* SUPPLIED DATA:
====
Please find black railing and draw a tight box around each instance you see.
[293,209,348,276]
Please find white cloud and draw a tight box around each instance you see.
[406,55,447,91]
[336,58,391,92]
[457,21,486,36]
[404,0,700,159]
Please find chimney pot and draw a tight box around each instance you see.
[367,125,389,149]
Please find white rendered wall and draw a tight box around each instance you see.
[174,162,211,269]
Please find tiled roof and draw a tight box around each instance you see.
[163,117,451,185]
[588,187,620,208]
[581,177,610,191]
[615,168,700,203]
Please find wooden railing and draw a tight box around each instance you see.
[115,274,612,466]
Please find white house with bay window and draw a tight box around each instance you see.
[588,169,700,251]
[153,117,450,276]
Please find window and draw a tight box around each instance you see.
====
* GOAL: Can you give the listing above again with "tight box" swapped for "bounding box" wherever it occurs, keeping every other line unchanged?

* WRITTEN RESPONSE:
Please find black railing and draw a bounding box around each instance you see.
[293,209,348,276]
Please find white cloud and draw a bounding box around each instance you see.
[406,55,447,91]
[336,58,391,92]
[457,21,486,36]
[404,0,700,159]
Please find chimney pot and draw a bounding box around each instance you see.
[367,125,389,149]
Please find white rendered wall and draw a bounding box around each instance you see.
[174,162,211,269]
Please find tiled roof and draw a bounding box around each instance you see.
[163,117,451,185]
[588,187,620,208]
[581,177,610,191]
[615,168,700,203]
Please find wooden railing and draw a bounding box around each instance you see.
[115,274,612,466]
Please find white house with bay window and draw a bounding box around each instance you see.
[588,169,700,251]
[153,117,450,276]
Please find window and draw a bounding box around each instance you see.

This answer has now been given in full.